Copy out all of the entries below with each "Category" changed to "Label" and everything else kept the same. Omit the pictures.

# RECORDS FOR THIS TASK start

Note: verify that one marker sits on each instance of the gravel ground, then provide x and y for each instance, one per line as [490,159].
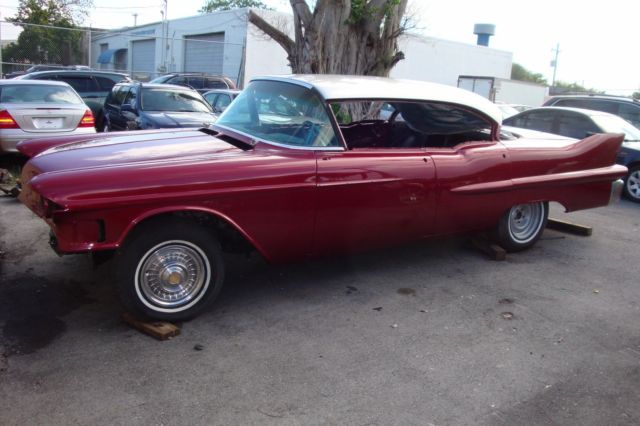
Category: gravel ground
[429,333]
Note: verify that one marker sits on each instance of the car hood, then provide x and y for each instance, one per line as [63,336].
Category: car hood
[112,150]
[179,119]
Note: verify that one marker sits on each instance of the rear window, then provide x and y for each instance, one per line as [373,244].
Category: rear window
[81,84]
[155,99]
[31,94]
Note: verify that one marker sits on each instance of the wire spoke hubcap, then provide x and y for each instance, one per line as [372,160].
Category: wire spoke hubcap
[633,184]
[172,274]
[525,221]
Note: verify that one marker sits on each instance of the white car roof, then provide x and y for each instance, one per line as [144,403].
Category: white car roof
[337,87]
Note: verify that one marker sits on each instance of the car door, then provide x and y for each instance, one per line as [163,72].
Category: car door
[370,197]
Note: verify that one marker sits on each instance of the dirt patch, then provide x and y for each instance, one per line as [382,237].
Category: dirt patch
[31,307]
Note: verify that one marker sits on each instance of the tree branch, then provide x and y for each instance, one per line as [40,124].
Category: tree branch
[301,8]
[281,38]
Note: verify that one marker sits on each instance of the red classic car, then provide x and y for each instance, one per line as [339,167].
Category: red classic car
[304,166]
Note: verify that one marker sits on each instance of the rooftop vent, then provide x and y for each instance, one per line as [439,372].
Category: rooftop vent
[484,31]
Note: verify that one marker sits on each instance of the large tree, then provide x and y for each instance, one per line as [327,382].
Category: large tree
[357,37]
[216,5]
[518,72]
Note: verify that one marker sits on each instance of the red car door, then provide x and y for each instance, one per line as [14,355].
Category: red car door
[373,196]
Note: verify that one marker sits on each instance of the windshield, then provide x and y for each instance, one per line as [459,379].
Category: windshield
[38,93]
[614,124]
[160,99]
[283,113]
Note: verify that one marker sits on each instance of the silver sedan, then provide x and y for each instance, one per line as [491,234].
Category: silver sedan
[33,109]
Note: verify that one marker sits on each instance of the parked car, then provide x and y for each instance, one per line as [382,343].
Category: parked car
[200,82]
[579,123]
[627,108]
[35,109]
[297,167]
[219,99]
[135,106]
[93,86]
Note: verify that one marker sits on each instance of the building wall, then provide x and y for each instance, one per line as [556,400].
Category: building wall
[233,23]
[442,61]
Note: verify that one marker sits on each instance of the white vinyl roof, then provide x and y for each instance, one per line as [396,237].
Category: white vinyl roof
[338,87]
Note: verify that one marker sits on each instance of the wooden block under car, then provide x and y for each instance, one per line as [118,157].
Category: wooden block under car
[569,227]
[160,330]
[494,251]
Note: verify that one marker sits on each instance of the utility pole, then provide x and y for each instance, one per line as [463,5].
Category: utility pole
[554,64]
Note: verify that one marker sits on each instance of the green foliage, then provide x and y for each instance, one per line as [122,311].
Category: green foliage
[518,72]
[217,5]
[39,42]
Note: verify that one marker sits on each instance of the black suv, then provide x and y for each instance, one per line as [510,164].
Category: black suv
[92,86]
[201,82]
[136,106]
[627,108]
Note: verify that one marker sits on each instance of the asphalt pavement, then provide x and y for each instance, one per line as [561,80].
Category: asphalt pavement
[432,333]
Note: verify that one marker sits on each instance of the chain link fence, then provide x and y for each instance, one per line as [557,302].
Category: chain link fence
[28,45]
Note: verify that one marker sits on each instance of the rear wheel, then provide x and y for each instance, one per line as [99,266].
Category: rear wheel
[170,270]
[522,225]
[632,184]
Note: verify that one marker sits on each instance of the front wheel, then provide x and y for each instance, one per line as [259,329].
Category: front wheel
[522,225]
[170,270]
[632,184]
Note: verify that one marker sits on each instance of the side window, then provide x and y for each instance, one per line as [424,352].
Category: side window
[408,125]
[593,104]
[179,80]
[210,98]
[223,102]
[81,84]
[104,83]
[631,113]
[214,83]
[131,97]
[196,82]
[118,94]
[575,126]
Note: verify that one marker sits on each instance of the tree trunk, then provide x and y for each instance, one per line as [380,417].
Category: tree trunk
[354,37]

# RECORDS FOR THIS TASK end

- RESPONSE BELOW
Note: verify that one marker sits on each instance of the gravel ground, then provide x and y for each instance, one per line as [490,159].
Label: gravel ground
[429,333]
Note: verify that one marker sits on each instance of the car hood, then provide x and y for each instance, one per line as [63,336].
Label: car hood
[112,150]
[179,119]
Note: verify that one marker sits on each instance of the rear window, then provide x and y for each instance, one per line as [373,244].
Label: rear window
[81,84]
[155,99]
[31,94]
Note: verify that one marker sits on each instance of the wire spoke hubcap, then provide x and y for each instance, one per line as [372,160].
Label: wire spoke hubcap
[633,184]
[172,274]
[525,221]
Note: verify that one marker sits on each instance of the white car roof, then provide x and y for each instance, one per line as [144,403].
Label: white car roof
[337,87]
Note: verify that one marker sits on each instance of the car door, then provide x and y for each instance, one per line as [163,72].
Label: car door
[370,197]
Note: verify that one marker sits on each instance of the dirt patch, then provide x and y for each instance, one per line as [382,237].
Label: dirt patch
[31,307]
Note: verify that one marker sits on each instance of the tree branch, then provide x and y for each instance, one per line as [40,124].
Label: tree branch
[301,8]
[281,38]
Note: verify that one marker sits on each instance of the red classic car, then provide x and y for each instance, one per line as [339,167].
Label: red classic car
[304,166]
Note: verify that one marker sits on each instance of the rooftop vent, then provide x and y for each instance, one per line as [439,372].
Label: rooftop vent
[484,31]
Note: verify that one marker sits on each instance of the large tree, then provide x and y for each instance, one per line as [327,382].
Label: large tree
[357,37]
[216,5]
[518,72]
Note: verify that one marker sits on each instance of the red car door, then provide x and y for each instance, one per line as [14,355].
Label: red car door
[373,196]
Note: verify that one marker sits on each instance of the windshield, then provide x and y for each instance, one per line as [459,379].
Label: windshield
[38,93]
[614,124]
[160,99]
[283,113]
Note: verify that one marker sits on each instance of the silver sedan, then provide x and y for each instance, one per line as [491,234].
Label: silver sedan
[33,109]
Note: verify that one marker sits on each instance of the parked car, then provide x and y for each instance, one per line as [382,343].
Label: parked car
[200,82]
[579,123]
[627,108]
[35,109]
[297,167]
[219,99]
[135,106]
[93,86]
Note: verify that one marker sits on each instance of the building wall, then provide x and y for each instance, one per line as [556,400].
Label: building wall
[233,23]
[442,61]
Note: verify that one marker sits on each instance of the white vinyl roof, then provide x and y for each instance, one per line as [396,237].
Label: white vinyl roof
[338,87]
Note: verify that one marker sits on each instance of the wooden block under car, then provide x and y for each instance, one per line as [118,157].
Label: wooden block under car
[569,227]
[160,330]
[494,251]
Note: verify that one marker sits on each instance of the utility pole, then provide x and y for each instance, one per line as [463,5].
Label: utility pole
[554,64]
Note: verify that one marker sits on each instance of the green foliage, then provide x and y for each instance, one per line as [122,311].
Label: green foliage
[518,72]
[217,5]
[39,42]
Note: verify that one marker sits on each instance of the black suv, then provide x and y for each instance, one per line as [510,164].
Label: black suv
[92,86]
[201,82]
[136,106]
[627,108]
Note: verify that one marker sits on each instance of the asphalt pavement, then provide x and y for each instance, one per line as [561,80].
Label: asphalt pavement
[432,333]
Note: verify that one marker sits on each instance of the chain link fence, then provide x and y for each instance, one per line as [557,302].
Label: chain link fence
[28,45]
Note: verify that one marker sits on each instance of the rear wheel, then provide x and y for each instance, one per line as [99,266].
Label: rear wheel
[170,270]
[522,225]
[632,184]
Note: verify that one marker sits on each instance of the front wheel, then provide x and y for each instance, one per line as [259,329].
Label: front wheel
[522,225]
[170,270]
[632,184]
Note: verify that one marker sits on each instance of the side window, then provide x and y for each instance, one per line as [424,352].
Label: side window
[408,125]
[593,104]
[179,80]
[210,98]
[223,102]
[81,84]
[104,83]
[631,113]
[214,83]
[131,97]
[196,82]
[118,94]
[575,126]
Note: verify that one marker sits on each instance of the tree trunk, then provide x and y for each instance, one per line as [380,417].
Label: tree trunk
[354,37]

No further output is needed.